BRIEF: Keep every word of the listing and drop the images when you write it out.

═══ RECORD EXTRACTS ═══

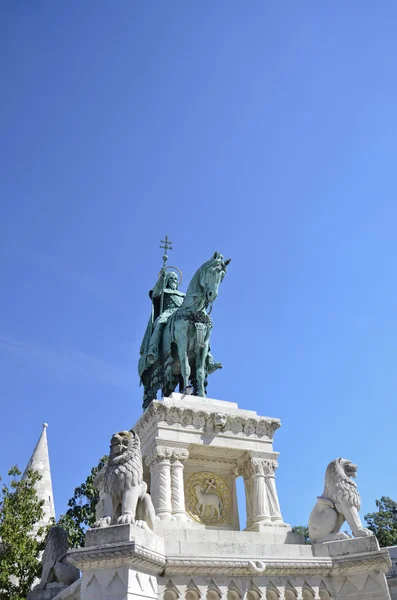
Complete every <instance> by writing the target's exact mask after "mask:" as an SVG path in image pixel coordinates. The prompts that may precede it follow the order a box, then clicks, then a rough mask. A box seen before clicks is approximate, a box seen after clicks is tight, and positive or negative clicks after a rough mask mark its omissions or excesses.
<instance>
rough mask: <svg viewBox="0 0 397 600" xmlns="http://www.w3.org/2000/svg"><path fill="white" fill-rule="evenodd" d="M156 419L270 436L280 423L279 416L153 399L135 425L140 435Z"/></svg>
mask: <svg viewBox="0 0 397 600" xmlns="http://www.w3.org/2000/svg"><path fill="white" fill-rule="evenodd" d="M157 423H166V424H167V425H168V426H170V427H182V428H186V429H188V430H189V429H190V430H193V431H194V430H198V431H205V432H208V433H219V432H221V433H222V434H227V433H229V434H238V435H241V436H244V437H245V436H246V437H250V436H255V437H257V438H268V439H270V440H272V439H273V436H274V432H275V431H276V430H277V429H278V428H279V427H280V426H281V423H280V420H279V419H273V418H270V417H243V416H239V415H230V414H227V413H221V412H216V413H214V412H210V411H205V410H199V409H196V408H192V407H189V406H175V405H174V404H167V403H166V402H163V401H159V400H153V402H151V404H150V405H149V407H148V408H147V409H146V411H145V412H144V413H143V415H142V416H141V417H140V419H139V421H138V422H137V424H136V425H135V430H136V431H137V433H138V435H139V437H140V438H141V439H143V438H145V435H146V433H147V432H148V431H150V429H152V427H153V426H154V425H156V424H157Z"/></svg>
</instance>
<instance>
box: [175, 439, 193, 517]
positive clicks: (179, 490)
mask: <svg viewBox="0 0 397 600" xmlns="http://www.w3.org/2000/svg"><path fill="white" fill-rule="evenodd" d="M172 456H173V461H172V463H171V505H172V519H173V520H177V521H186V520H187V519H188V517H187V515H186V510H185V486H184V482H183V463H184V462H185V460H186V459H187V458H188V456H189V452H188V450H187V449H185V448H177V449H175V450H174V452H173V454H172Z"/></svg>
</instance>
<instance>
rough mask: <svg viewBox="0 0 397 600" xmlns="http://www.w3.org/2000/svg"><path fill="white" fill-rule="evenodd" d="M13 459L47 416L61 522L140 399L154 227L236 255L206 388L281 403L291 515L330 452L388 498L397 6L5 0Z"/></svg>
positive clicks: (8, 277)
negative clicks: (110, 441)
mask: <svg viewBox="0 0 397 600" xmlns="http://www.w3.org/2000/svg"><path fill="white" fill-rule="evenodd" d="M0 13H1V14H0V17H1V18H0V28H1V31H0V56H1V72H0V81H1V88H2V91H1V112H0V135H1V148H0V165H1V166H0V169H1V177H0V194H1V196H0V197H1V223H0V267H1V282H2V285H1V289H2V293H1V296H0V357H1V367H0V368H1V373H0V393H1V401H2V411H1V422H0V434H1V438H0V439H1V442H2V451H1V453H0V473H1V474H3V475H4V474H5V472H6V470H7V468H8V467H9V466H10V465H12V464H14V463H18V464H19V465H20V466H21V467H24V466H25V464H26V462H27V461H28V459H29V456H30V453H31V451H32V449H33V447H34V445H35V443H36V441H37V438H38V436H39V434H40V432H41V425H42V423H43V421H47V422H48V423H49V428H48V438H49V445H50V452H51V464H52V472H53V483H54V492H55V499H56V509H57V513H58V515H59V514H60V513H61V512H63V511H64V510H65V508H66V502H67V499H68V498H69V497H70V496H71V495H72V494H73V490H74V487H75V486H76V485H78V484H79V483H80V482H81V481H82V480H84V479H85V477H86V475H87V474H88V472H89V470H90V468H91V467H92V466H93V465H94V464H95V463H96V461H97V459H98V458H99V457H100V456H101V455H102V454H103V453H104V452H106V450H107V448H108V441H109V437H110V434H111V433H112V432H113V431H115V430H118V429H120V428H122V429H124V428H128V427H130V426H132V425H133V424H134V422H135V420H136V419H137V417H138V416H139V414H140V412H141V394H142V389H141V388H139V386H138V376H137V358H138V352H139V345H140V342H141V338H142V335H143V332H144V329H145V326H146V322H147V319H148V316H149V312H150V302H149V299H148V290H149V289H150V288H151V287H152V286H153V284H154V282H155V280H156V274H157V273H158V271H159V268H160V266H161V250H160V249H159V247H158V246H159V240H160V239H161V238H162V236H164V234H165V233H168V235H169V236H170V237H171V239H172V241H173V243H174V250H173V252H172V263H173V264H176V265H177V266H179V267H180V268H181V269H182V270H183V272H184V275H185V281H186V282H187V281H188V280H189V278H190V276H191V275H192V274H193V273H194V271H195V270H196V269H197V267H198V266H199V265H200V264H202V262H204V261H205V260H206V259H208V258H209V256H210V255H211V254H212V253H213V252H214V250H219V251H220V252H222V253H223V254H225V256H227V257H229V256H231V257H232V263H231V265H230V267H229V269H228V273H227V276H226V278H225V280H224V282H223V283H222V286H221V288H220V294H219V297H218V300H217V301H216V303H215V305H214V310H213V315H212V316H213V320H214V330H213V338H212V347H213V353H214V355H215V358H216V359H217V360H222V361H223V363H224V369H223V371H221V372H217V373H215V374H214V375H212V376H211V378H210V384H209V390H208V391H209V395H210V396H211V397H215V398H220V399H225V400H231V401H236V402H238V404H239V405H240V407H242V408H249V409H255V410H257V411H258V413H259V414H262V415H269V416H274V417H280V418H281V419H282V423H283V427H282V429H280V430H279V431H278V432H277V433H276V436H275V449H276V450H277V451H279V452H280V460H279V462H280V467H279V470H278V473H277V485H278V491H279V496H280V502H281V508H282V511H283V514H284V517H285V520H286V521H288V522H289V523H292V524H298V523H305V522H307V518H308V515H309V512H310V510H311V508H312V505H313V503H314V500H315V497H316V495H317V494H319V493H321V491H322V485H323V476H324V470H325V467H326V465H327V463H328V462H329V461H330V460H332V459H334V458H336V457H338V456H343V457H346V458H350V459H351V460H353V461H355V462H357V463H358V465H359V475H358V485H359V489H360V491H361V494H362V496H363V510H362V514H364V513H365V512H366V511H368V510H373V508H374V501H375V499H376V498H378V497H380V496H381V495H390V496H391V497H393V498H394V499H396V500H397V479H396V475H395V473H396V460H397V459H396V455H397V452H396V417H397V402H396V397H397V368H396V360H397V324H396V314H397V278H396V259H397V256H396V254H397V236H396V220H397V203H396V195H397V194H396V192H397V183H396V173H397V168H396V156H397V111H396V106H397V76H396V64H397V37H396V20H397V4H396V3H395V2H392V1H385V2H382V3H377V2H373V1H369V0H353V1H351V2H343V1H336V2H335V1H332V2H331V1H328V0H324V1H323V2H317V1H314V0H313V1H312V0H308V1H307V2H296V1H295V0H294V1H292V0H291V1H285V2H282V3H278V2H263V1H259V0H258V1H256V0H253V1H252V2H236V1H231V0H227V1H226V0H225V1H222V0H217V1H215V2H214V1H212V0H211V1H210V0H202V1H200V2H198V1H192V2H186V1H176V0H175V1H174V0H171V1H169V2H161V1H156V2H153V1H140V2H135V1H132V0H118V2H108V1H104V0H95V2H94V1H86V2H80V1H78V0H69V1H58V2H51V1H49V0H48V1H38V0H36V1H35V2H29V1H18V2H12V1H9V2H3V3H2V5H1V8H0Z"/></svg>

═══

TASK OUTPUT:
Complete every <instance> by writing the target's exact mask after "mask:" as an SVG path in image pixel coordinates. The prompts that may precede it follow the order a box, then clicks, then a rough mask. A box seen before clicks is approximate, a box seen after clicks is tight, and positive or negative clicks after a rough mask mark its omissions or excesses.
<instance>
rough mask: <svg viewBox="0 0 397 600" xmlns="http://www.w3.org/2000/svg"><path fill="white" fill-rule="evenodd" d="M156 419L270 436L280 423L279 416L153 399L135 425L140 435Z"/></svg>
mask: <svg viewBox="0 0 397 600" xmlns="http://www.w3.org/2000/svg"><path fill="white" fill-rule="evenodd" d="M157 423H166V424H167V425H168V426H170V427H182V428H186V429H188V430H189V429H190V430H193V431H194V430H198V431H205V432H208V433H219V432H221V433H222V434H227V433H229V434H238V435H241V436H244V437H245V436H246V437H250V436H255V437H257V438H268V439H270V440H272V439H273V436H274V432H275V431H276V430H277V429H278V428H279V427H280V426H281V423H280V420H279V419H273V418H270V417H243V416H239V415H230V414H227V413H221V412H216V413H214V412H210V411H205V410H199V409H196V408H192V407H189V406H175V405H174V404H167V403H166V402H163V401H159V400H153V402H151V404H150V405H149V407H148V408H147V409H146V411H145V412H144V413H143V415H142V416H141V417H140V419H139V421H138V422H137V424H136V425H135V430H136V431H137V433H138V435H139V437H140V438H141V439H143V438H145V435H146V433H147V432H148V431H150V429H152V427H153V426H154V425H156V424H157Z"/></svg>
</instance>
<instance>
box: [175, 439, 193, 517]
positive clicks: (179, 490)
mask: <svg viewBox="0 0 397 600" xmlns="http://www.w3.org/2000/svg"><path fill="white" fill-rule="evenodd" d="M172 456H173V461H172V463H171V505H172V519H173V520H177V521H186V520H187V519H188V517H187V515H186V510H185V486H184V482H183V463H184V462H185V460H186V459H187V458H188V456H189V452H188V450H187V449H185V448H177V449H175V450H174V452H173V454H172Z"/></svg>
</instance>
<instance>
rough mask: <svg viewBox="0 0 397 600" xmlns="http://www.w3.org/2000/svg"><path fill="white" fill-rule="evenodd" d="M13 459L47 416L61 522L140 399L154 227L236 255L206 388L281 403L291 515L330 452L388 498L397 6L5 0Z"/></svg>
positive clicks: (8, 277)
negative clicks: (110, 441)
mask: <svg viewBox="0 0 397 600" xmlns="http://www.w3.org/2000/svg"><path fill="white" fill-rule="evenodd" d="M0 13H1V14H0V17H1V18H0V28H1V31H0V56H1V72H0V81H1V88H2V91H1V112H0V135H1V148H0V165H1V166H0V169H1V177H0V194H1V196H0V197H1V223H0V267H1V282H2V285H1V289H2V293H1V296H0V357H1V367H0V368H1V373H0V393H1V401H2V411H1V422H0V434H1V438H0V439H1V442H2V451H1V453H0V473H1V474H3V475H4V474H5V472H6V470H7V468H8V467H9V466H10V465H12V464H14V463H18V464H19V465H20V466H21V467H24V466H25V464H26V462H27V461H28V459H29V456H30V453H31V451H32V449H33V447H34V445H35V443H36V441H37V438H38V436H39V434H40V432H41V425H42V423H43V421H47V422H48V423H49V428H48V438H49V445H50V452H51V464H52V472H53V483H54V492H55V499H56V509H57V513H58V515H59V514H60V513H61V512H63V511H64V510H65V508H66V502H67V499H68V498H69V497H70V496H71V495H72V494H73V490H74V487H75V486H76V485H78V484H79V483H80V482H81V481H82V480H84V479H85V477H86V475H87V474H88V472H89V470H90V468H91V467H92V466H93V465H94V464H95V463H96V461H97V459H98V458H99V457H100V456H101V455H102V454H103V453H104V452H106V450H107V448H108V441H109V437H110V434H111V433H112V432H113V431H115V430H118V429H120V428H122V429H124V428H128V427H130V426H132V425H133V424H134V422H135V420H136V419H137V417H138V416H139V414H140V412H141V394H142V389H141V388H139V386H138V376H137V358H138V352H139V345H140V342H141V338H142V335H143V332H144V329H145V326H146V322H147V319H148V316H149V312H150V302H149V299H148V290H149V289H150V288H151V287H152V286H153V284H154V282H155V280H156V274H157V273H158V271H159V268H160V266H161V250H160V249H159V247H158V246H159V240H160V239H161V238H162V236H164V234H165V233H168V235H169V236H170V237H171V239H172V241H173V243H174V250H173V252H172V263H173V264H176V265H177V266H179V267H180V268H181V269H182V270H183V272H184V275H185V281H186V282H187V281H188V280H189V278H190V276H191V275H192V274H193V273H194V271H195V270H196V269H197V267H198V266H199V265H200V264H202V262H204V261H205V260H206V259H208V258H209V256H210V255H211V254H212V253H213V252H214V250H219V251H220V252H222V253H223V254H225V256H227V257H229V256H231V257H232V263H231V265H230V267H229V269H228V273H227V276H226V278H225V280H224V282H223V283H222V286H221V288H220V294H219V297H218V300H217V301H216V303H215V305H214V310H213V315H212V316H213V320H214V330H213V338H212V347H213V353H214V355H215V358H216V359H217V360H222V361H223V363H224V369H223V371H221V372H217V373H215V374H214V375H212V376H211V378H210V384H209V390H208V391H209V395H210V396H211V397H215V398H220V399H225V400H231V401H236V402H238V404H239V405H240V407H242V408H249V409H255V410H257V411H258V413H259V414H262V415H269V416H274V417H280V418H281V419H282V423H283V427H282V429H280V430H279V431H278V432H277V433H276V436H275V449H276V450H277V451H279V452H280V460H279V462H280V467H279V470H278V473H277V485H278V491H279V496H280V502H281V508H282V511H283V514H284V517H285V520H286V521H288V522H289V523H292V524H298V523H305V522H307V518H308V515H309V512H310V510H311V508H312V505H313V503H314V500H315V497H316V495H317V494H319V493H321V491H322V485H323V476H324V470H325V467H326V465H327V463H328V462H329V461H330V460H332V459H334V458H336V457H338V456H343V457H346V458H350V459H351V460H353V461H355V462H357V463H358V465H359V475H358V485H359V489H360V491H361V494H362V496H363V510H362V514H364V513H365V512H366V511H368V510H373V508H374V501H375V499H376V498H378V497H380V496H381V495H390V496H391V497H393V498H394V499H396V500H397V479H396V475H395V473H396V460H397V459H396V455H397V452H396V417H397V402H396V397H397V368H396V360H397V324H396V314H397V278H396V259H397V256H396V254H397V236H396V220H397V203H396V195H397V194H396V192H397V183H396V173H397V168H396V156H397V111H396V106H397V76H396V64H397V37H396V20H397V4H396V3H395V2H392V1H385V2H382V3H377V2H373V1H369V0H353V1H351V2H343V1H336V2H335V1H332V2H331V1H328V0H324V1H323V2H317V1H314V0H313V1H312V0H308V1H307V2H296V1H295V0H294V1H292V0H291V1H285V2H282V3H278V2H263V1H259V0H258V1H256V0H253V1H252V2H236V1H231V0H227V1H226V0H225V1H222V0H217V1H215V2H214V1H212V0H211V1H210V0H202V1H200V2H198V1H192V2H186V1H176V0H175V1H174V0H171V1H169V2H161V1H156V2H153V1H140V2H135V1H132V0H118V2H108V1H104V0H95V2H94V1H86V2H80V1H78V0H69V1H58V2H51V1H49V0H48V1H38V0H36V1H35V2H29V1H18V2H12V1H9V2H3V3H2V5H1V8H0Z"/></svg>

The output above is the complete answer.